=== Exercise passage ===

If you worked for the federal government, you may be entitled to federal employee health benefits (“FEHB”) even after you retire. People who qualify for FEHB receive the same benefits at the same price as people who are actively working. The question becomes should you enroll in Medicare?
Whether to enroll in Medicare depends upon the kind of health care coverage you want and the amount you are willing to spend for coverage. Here are three questions to ask:
- Do you want access to care from most doctors and hospitals in the United States at little or no cost? If you’re enrolled in a fee-for-service FEHB plan and sign up for traditional Medicare, Medicare will pay first and the FEHB plan will wrap around Medicare, paying most out-of-pocket costs, including deductibles and coinsurance.
- Can you afford to pay the premiums for both Medicare and your FEHB plan?
- If you decide not to enroll in Medicare now but think you may want to enroll in Medicare at a later date, are you prepared to pay a premium penalty for late enrollment?
- If you’re in a FEHB HMO, is it meeting your current health care needs? If so, you might choose not to enroll in Medicare and save money on the Medicare premiums.
- Will the HMO meet your future health care needs, if you develop a costly and complex condition? If you enroll in Medicare Part B, you will have coverage for all out-of-network care.
- Are you prepared to pay a premium penalty for late enrollment in Medicare if you decide to enroll later?

=== Material supplied ===

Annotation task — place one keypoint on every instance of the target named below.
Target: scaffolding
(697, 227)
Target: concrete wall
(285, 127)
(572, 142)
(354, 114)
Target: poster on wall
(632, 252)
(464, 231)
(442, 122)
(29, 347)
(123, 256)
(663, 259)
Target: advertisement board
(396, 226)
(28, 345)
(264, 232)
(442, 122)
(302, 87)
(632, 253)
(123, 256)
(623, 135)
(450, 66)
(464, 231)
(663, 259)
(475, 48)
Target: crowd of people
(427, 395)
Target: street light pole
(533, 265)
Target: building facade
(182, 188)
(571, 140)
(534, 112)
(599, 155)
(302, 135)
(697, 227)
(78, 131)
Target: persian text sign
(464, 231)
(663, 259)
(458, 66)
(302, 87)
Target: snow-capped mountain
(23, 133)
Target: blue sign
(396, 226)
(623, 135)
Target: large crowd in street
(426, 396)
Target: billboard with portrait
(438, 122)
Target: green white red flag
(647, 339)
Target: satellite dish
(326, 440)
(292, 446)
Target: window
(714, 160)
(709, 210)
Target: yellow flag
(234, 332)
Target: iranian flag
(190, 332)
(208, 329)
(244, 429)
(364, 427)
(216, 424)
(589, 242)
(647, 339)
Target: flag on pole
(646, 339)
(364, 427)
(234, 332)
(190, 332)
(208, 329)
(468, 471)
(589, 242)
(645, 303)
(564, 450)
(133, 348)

===
=== Material supplied ===

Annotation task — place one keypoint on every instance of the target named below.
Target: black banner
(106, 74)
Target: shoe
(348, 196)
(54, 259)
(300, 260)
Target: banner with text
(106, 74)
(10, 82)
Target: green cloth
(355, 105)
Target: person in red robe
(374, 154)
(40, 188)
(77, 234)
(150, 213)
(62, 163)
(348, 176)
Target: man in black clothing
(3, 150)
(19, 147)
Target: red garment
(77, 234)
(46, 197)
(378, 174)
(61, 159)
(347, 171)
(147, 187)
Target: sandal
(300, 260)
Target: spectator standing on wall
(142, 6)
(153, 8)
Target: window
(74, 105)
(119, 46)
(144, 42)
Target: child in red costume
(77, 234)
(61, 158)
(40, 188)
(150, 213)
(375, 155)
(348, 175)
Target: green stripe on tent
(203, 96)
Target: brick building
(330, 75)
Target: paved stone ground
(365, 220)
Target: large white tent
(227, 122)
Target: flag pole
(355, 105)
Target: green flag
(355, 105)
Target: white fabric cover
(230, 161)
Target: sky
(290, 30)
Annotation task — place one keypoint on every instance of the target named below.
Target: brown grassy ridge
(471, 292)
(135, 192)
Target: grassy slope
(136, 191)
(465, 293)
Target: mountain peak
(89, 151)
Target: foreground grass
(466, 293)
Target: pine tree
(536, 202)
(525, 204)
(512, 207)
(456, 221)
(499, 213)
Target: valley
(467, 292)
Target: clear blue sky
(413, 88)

===
=== Material supplied ===

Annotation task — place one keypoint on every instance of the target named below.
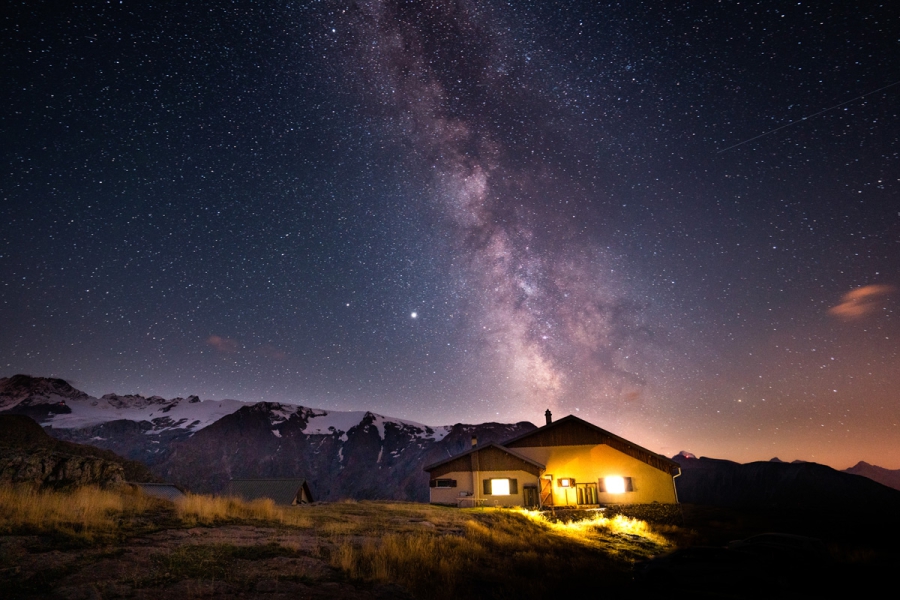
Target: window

===

▶ **Parts of the exercise**
• 1. Translate this sentence from the passage on FEHB and Medicare into Spanish: "People who qualify for FEHB receive the same benefits at the same price as people who are actively working."
• 2. Summarize the passage on FEHB and Medicare in two sentences.
• 3. Rewrite the paragraph of the passage on FEHB and Medicare that begins "Do you want access to care" in a single shorter sentence that keeps its main facts.
The listing above is separate material and has no connection to the passage on FEHB and Medicare.

▶ **Answers given**
• 1. Las personas que reúnen los requisitos para el FEHB reciben los mismos beneficios al mismo precio que las personas que trabajan activamente.

• 2. Former federal workers may keep federal employee health benefits after retiring, at the same price active workers pay, which raises the question of whether to also enroll in Medicare. The answer depends on the coverage wanted and the amount one is willing to spend, including whether one can pay both premiums, whether one is prepared for a penalty for enrolling in Medicare late, and whether an FEHB HMO meets current and future health care needs.

• 3. Pairing a fee-for-service FEHB plan with traditional Medicare gives access to most U.S. doctors and hospitals at little or no cost, because Medicare pays first and the FEHB plan covers most out-of-pocket costs, including deductibles and coinsurance.